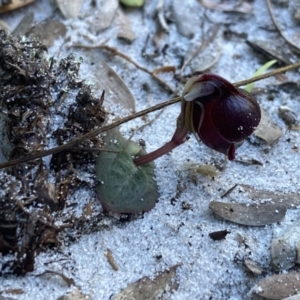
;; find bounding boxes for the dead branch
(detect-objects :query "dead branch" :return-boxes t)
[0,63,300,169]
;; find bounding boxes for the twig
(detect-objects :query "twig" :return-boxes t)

......

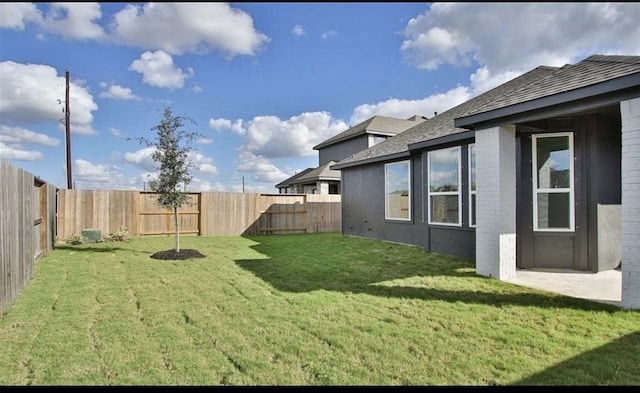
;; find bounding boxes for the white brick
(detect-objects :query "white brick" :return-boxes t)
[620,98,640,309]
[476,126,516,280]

......

### What needs to be done
Locate each line in the items above that contains the string "twig", and copy those lines.

### Result below
;; find bounding boxes for the twig
(detect-objects :query "twig" :return-boxes t)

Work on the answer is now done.